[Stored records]
▶
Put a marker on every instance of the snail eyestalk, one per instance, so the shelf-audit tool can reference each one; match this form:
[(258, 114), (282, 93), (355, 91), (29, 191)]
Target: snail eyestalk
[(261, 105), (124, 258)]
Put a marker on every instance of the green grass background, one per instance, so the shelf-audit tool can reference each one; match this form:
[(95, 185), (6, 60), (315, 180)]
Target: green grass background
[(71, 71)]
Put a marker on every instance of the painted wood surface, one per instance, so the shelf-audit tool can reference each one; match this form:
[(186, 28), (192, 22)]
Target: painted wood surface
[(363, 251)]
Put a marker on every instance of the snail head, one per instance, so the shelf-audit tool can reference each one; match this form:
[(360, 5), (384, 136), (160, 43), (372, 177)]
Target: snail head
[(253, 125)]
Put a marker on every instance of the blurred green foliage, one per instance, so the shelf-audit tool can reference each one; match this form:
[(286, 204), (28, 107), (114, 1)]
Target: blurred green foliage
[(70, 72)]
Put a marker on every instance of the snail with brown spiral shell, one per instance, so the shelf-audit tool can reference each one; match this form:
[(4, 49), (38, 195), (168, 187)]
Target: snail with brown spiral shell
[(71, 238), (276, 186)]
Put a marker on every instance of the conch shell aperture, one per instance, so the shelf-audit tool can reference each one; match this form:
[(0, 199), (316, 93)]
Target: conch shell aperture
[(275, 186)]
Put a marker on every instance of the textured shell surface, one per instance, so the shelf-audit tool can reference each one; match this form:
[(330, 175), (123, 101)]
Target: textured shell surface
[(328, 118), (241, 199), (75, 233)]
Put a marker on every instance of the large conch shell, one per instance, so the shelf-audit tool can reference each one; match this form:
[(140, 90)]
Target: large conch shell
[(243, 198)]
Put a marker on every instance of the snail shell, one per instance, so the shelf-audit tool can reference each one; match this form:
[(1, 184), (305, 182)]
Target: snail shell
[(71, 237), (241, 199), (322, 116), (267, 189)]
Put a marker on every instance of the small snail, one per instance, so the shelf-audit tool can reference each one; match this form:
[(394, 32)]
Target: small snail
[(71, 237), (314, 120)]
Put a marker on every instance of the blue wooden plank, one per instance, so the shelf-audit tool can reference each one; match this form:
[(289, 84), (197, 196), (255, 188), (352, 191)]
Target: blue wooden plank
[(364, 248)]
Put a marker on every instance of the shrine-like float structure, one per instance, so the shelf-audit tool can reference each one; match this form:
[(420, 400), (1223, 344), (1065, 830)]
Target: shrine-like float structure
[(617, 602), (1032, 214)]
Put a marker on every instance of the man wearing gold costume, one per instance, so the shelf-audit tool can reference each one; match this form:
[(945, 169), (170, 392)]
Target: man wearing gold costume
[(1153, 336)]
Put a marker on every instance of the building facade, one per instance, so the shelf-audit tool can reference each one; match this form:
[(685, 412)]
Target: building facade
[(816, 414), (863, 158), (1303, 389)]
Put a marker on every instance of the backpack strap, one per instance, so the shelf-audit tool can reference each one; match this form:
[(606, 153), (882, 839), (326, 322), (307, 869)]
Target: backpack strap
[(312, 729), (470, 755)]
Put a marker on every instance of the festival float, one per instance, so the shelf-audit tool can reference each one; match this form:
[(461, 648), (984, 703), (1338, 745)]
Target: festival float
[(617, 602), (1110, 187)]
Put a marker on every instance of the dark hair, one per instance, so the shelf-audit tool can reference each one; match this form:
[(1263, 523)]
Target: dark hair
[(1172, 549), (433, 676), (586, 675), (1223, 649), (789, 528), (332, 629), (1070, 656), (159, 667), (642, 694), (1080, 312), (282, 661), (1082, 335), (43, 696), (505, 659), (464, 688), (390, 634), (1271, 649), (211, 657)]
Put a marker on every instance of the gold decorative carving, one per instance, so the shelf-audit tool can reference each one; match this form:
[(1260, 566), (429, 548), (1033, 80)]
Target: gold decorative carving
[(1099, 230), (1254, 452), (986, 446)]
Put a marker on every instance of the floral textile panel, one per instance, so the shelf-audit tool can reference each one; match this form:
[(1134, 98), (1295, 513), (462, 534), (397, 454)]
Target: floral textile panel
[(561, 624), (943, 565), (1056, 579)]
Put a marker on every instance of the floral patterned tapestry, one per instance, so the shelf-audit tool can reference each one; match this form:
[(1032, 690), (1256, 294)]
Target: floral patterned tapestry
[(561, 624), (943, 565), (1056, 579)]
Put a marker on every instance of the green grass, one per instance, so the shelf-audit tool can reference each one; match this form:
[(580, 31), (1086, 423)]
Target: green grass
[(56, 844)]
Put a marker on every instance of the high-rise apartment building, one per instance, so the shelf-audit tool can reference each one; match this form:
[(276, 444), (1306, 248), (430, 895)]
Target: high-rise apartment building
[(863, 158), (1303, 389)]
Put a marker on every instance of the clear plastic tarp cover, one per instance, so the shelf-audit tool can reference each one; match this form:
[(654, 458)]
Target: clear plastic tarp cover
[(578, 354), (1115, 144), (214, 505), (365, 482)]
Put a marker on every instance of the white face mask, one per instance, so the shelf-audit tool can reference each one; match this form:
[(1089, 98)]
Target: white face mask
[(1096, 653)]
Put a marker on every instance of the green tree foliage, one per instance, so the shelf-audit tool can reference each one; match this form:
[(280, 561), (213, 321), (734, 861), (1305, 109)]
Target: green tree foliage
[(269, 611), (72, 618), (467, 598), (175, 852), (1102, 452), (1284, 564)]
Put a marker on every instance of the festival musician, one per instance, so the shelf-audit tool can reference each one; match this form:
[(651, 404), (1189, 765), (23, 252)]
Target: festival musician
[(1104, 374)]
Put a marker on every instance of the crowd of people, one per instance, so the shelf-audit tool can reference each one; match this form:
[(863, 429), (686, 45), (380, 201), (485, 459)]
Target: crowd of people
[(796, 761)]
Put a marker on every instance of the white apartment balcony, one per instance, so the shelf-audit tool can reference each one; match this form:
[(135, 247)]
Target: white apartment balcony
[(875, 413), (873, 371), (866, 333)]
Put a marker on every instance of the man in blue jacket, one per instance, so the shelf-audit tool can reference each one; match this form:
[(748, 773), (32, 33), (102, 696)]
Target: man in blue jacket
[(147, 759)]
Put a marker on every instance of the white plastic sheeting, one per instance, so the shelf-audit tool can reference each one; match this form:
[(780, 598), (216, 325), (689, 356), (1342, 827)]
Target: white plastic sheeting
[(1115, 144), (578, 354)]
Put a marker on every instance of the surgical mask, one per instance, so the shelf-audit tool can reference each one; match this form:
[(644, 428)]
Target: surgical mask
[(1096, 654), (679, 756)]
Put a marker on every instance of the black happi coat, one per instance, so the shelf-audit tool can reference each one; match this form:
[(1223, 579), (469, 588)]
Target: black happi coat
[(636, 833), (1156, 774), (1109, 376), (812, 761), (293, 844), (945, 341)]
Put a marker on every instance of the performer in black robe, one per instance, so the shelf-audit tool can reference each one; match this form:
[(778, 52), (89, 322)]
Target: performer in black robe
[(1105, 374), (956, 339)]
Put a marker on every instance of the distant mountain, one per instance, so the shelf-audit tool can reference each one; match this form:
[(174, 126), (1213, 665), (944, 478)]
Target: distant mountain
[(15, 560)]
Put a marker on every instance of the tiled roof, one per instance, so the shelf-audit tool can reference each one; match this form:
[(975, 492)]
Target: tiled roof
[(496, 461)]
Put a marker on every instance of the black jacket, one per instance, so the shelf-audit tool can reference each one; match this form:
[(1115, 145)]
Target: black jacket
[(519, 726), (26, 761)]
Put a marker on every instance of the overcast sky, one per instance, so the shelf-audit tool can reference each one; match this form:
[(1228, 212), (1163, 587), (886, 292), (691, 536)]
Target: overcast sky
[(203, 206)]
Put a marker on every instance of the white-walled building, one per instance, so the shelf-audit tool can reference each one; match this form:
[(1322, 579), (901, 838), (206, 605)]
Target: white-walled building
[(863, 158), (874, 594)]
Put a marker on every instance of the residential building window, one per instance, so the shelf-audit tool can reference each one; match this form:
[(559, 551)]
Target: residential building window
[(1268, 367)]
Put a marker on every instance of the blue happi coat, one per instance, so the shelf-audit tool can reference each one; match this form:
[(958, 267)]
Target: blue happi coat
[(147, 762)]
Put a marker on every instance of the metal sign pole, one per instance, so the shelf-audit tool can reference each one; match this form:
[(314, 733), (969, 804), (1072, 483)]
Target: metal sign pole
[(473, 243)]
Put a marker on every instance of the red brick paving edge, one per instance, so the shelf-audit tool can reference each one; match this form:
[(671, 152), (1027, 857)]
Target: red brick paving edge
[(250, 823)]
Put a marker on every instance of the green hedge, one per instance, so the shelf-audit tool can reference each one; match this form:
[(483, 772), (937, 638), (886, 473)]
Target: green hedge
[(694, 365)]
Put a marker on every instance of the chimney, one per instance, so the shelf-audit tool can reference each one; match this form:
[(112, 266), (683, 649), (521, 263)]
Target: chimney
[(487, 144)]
◀
**Given task**.
Render the data from the line containing "Put a marker on every instance of the residential" up to and including the line containing "[(147, 762)]" as a JSON list of strings, one string per line, omitting blank lines.

**Finished task**.
[
  "Put a marker on every instance of the residential building window, one per instance, so the shelf-audit tool can reference each one; match this form:",
  "[(559, 551)]",
  "Target: residential building window",
  "[(1268, 367)]",
  "Put a marker on every instance of the blue happi coat, one per instance, so the shelf-audit tool can reference each one; match this form:",
  "[(958, 267)]",
  "Target: blue happi coat",
  "[(147, 762)]"
]